What to produce: Transcribe the data underneath exactly, keeping every word in place.

The data:
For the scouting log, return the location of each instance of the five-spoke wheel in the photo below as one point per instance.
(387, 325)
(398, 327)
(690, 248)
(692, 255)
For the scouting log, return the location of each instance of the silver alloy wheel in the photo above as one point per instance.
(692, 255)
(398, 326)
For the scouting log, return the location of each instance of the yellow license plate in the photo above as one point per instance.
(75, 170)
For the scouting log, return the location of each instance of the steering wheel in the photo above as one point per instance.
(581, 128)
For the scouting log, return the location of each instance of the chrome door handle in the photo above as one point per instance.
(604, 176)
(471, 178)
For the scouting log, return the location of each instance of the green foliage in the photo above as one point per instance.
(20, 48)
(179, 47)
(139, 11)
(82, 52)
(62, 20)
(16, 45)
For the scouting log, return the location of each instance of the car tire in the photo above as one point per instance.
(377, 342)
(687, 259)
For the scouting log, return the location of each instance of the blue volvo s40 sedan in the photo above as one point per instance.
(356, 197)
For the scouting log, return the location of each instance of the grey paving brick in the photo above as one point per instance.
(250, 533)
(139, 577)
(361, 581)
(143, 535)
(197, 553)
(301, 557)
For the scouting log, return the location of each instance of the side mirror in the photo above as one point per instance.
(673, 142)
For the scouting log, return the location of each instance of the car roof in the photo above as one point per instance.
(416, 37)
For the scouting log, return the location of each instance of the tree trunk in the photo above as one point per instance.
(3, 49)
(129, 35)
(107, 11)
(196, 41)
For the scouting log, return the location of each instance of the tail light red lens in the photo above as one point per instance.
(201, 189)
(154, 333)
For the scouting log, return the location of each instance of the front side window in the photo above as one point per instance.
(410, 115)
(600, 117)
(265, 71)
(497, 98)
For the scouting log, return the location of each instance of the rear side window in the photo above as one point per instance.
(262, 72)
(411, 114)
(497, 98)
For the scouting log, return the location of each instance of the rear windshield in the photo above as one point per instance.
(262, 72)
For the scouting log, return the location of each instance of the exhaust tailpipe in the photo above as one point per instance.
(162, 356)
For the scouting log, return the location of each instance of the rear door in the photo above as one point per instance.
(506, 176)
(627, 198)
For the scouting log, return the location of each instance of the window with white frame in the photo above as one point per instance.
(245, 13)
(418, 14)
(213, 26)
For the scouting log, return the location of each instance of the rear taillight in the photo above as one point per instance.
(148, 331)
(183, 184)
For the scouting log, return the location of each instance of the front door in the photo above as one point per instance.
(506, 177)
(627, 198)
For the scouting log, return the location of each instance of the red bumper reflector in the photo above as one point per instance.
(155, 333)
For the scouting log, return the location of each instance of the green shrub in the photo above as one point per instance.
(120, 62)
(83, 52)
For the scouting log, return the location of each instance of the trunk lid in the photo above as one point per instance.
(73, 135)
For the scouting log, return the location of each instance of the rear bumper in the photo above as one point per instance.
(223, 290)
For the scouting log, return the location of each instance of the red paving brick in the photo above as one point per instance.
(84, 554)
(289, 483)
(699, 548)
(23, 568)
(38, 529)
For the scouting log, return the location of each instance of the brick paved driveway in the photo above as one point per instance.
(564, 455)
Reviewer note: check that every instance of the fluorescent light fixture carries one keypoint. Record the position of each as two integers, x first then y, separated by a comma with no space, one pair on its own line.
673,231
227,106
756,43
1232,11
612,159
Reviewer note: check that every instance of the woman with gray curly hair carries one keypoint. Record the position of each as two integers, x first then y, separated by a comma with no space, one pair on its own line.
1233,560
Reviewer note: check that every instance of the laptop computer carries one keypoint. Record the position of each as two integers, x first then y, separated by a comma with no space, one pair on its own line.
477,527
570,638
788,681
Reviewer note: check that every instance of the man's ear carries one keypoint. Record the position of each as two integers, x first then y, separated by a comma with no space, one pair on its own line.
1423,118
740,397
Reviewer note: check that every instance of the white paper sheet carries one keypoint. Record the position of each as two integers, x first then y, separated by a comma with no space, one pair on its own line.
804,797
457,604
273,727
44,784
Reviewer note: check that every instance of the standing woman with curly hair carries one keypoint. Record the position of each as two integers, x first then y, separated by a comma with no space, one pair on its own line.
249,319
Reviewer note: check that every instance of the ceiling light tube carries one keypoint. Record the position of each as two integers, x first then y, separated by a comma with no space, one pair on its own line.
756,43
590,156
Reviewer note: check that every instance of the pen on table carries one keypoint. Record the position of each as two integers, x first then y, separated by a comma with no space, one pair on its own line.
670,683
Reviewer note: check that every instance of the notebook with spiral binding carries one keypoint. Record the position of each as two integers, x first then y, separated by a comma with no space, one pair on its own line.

Completed task:
For the scouting log, return the location of each instance of the five-spoke wheel in the photo below as one point per instance.
(387, 325)
(398, 327)
(690, 248)
(692, 255)
For the scouting log, return the location of each instance of the silver alloy wheel in the photo above as one point per instance.
(692, 255)
(398, 326)
For the scouting log, return the location of each instance of the yellow license plate in the photo above as one point per instance.
(75, 170)
For the scouting log, return the location of each instance of the steering wheel in the photo above as one point per instance.
(581, 128)
For the scouting log, return the location of each instance of the chrome door handle in the photo above as one point per instance.
(604, 176)
(471, 178)
For the scouting log, return the location of each instance of the green foliage in the photo above as one point per instance.
(20, 48)
(179, 47)
(139, 11)
(82, 52)
(62, 20)
(16, 45)
For the scouting log, return the location of each instance of the car tire in the photo above as one point per instance.
(377, 342)
(687, 259)
For the scouting log, return the location of each instance of the blue volvo s40 sedan in the photo above as one point per instance.
(356, 197)
For the scouting log, return the location of each instance of the grey paving brick in the photo above as one point per instance.
(250, 533)
(139, 577)
(361, 581)
(143, 535)
(197, 553)
(301, 557)
For the scouting log, return the location of each instance of the side mirror in the photo above as one point per instance.
(673, 142)
For the scouting log, return the location of each instance of the car roof in the photo above as one point per instance.
(416, 37)
For the scouting log, return the location of each instance of the tree trunk in the photo above as one point per instance.
(3, 49)
(129, 35)
(107, 11)
(196, 41)
For the scouting log, return the location of each instance of the tail light red lens in the photo above as one point per instance.
(201, 189)
(154, 333)
For the scouting log, return the location of each instance of the front side window in the photo above as one point per instance.
(410, 115)
(600, 117)
(265, 71)
(497, 98)
For the scouting log, return the location of each instance of the rear side window in the photo above as one point per instance.
(262, 72)
(411, 114)
(497, 98)
For the scouting log, return the location of each instance of the rear windshield in the photo above as one point per instance.
(262, 72)
For the scouting log, return the location of each instance of the exhaust tailpipe in the photo above as one point per instance.
(162, 356)
For the scouting log, return the location of each instance of the rear door in the photo above as one point per instance.
(506, 176)
(627, 198)
For the scouting log, return the location of each instance of the window with white frame in the photo above as one point per instance.
(245, 13)
(418, 14)
(213, 26)
For the scouting log, return the location of each instance of the rear taillight in the photo above as one point per instance.
(148, 331)
(183, 184)
For the scouting log, return the location of each instance of the front door in the photo above as one point per instance.
(506, 177)
(627, 198)
For the scouting log, return the location of each instance of the red bumper reflector in the photo above as one point per instance.
(155, 333)
For the scouting log, return the location of each instance of the green shrub in the photo above as one point per instance.
(120, 62)
(83, 52)
For the scouting log, return the location of each instance of the trunk lid in the photo above as one point per instance.
(73, 135)
For the scouting log, return the location of each instance of the rear bumper in the photo above as one point per instance.
(223, 290)
For the scouting log, return the location of each instance of the red paving brick in the photo above as one point per instance.
(84, 554)
(289, 483)
(699, 548)
(23, 568)
(38, 529)
For the scouting log, return the location of each instance of the brick paved driveway in the photo above as one point per instance.
(564, 455)
Reviewer note: check that every instance of the fluorescent light fixture carries one keypoint. Record the position of each as two integers, x first then y, separated by a comma with no space, one pair on its own line.
673,231
227,106
756,43
1232,11
612,159
Reviewer note: check that every instance of the woman with gray curly hair carries one keypoint. Record the position of each as two integers, x first then y, separated by a comma with no space, one pair on its own line.
1233,560
Reviewer note: check that every instance of the laptop computer carries one keypoint. Record the position of each as two integers, x first then y, separated by a comma with no space, one pair on its own line.
477,527
570,638
788,681
Reviewer note: check that every instance of the man's ear carries one keypoint. Record the position of each as two integers, x first then y, separated by a comma with no space, one pair on its own line.
1423,118
740,397
Reviewer note: check that every instance of the white paper sheet carries one keypoint. Record the position of each as two integers, x first then y, separated by a comma with no space, one pair on its own line.
804,797
457,604
273,727
44,784
Reviewer note: check that every instance of the standing woman with curly hair carries one keypoint. Record the position of each as two integers, x first then y, separated by a comma with no space, one pair on its own line.
249,319
Reviewer note: check that every instance of the ceiling light tube carries one keypoint. Record the position of each as two integers, x first then y, separated by a comma with no space, one pair on its own line.
756,43
590,156
Reviewer note: check that every instance of the pen on table carries one keypoint. Record the position of each as two integers, x first then y, separated by a comma with no space, one pair on its own line.
670,683
Reviewer note: check that every instance of the notebook with spiral binding carries one keypoint. Record the position of each as two integers, x first then y, separated by a comma with no space, one pair on its own line.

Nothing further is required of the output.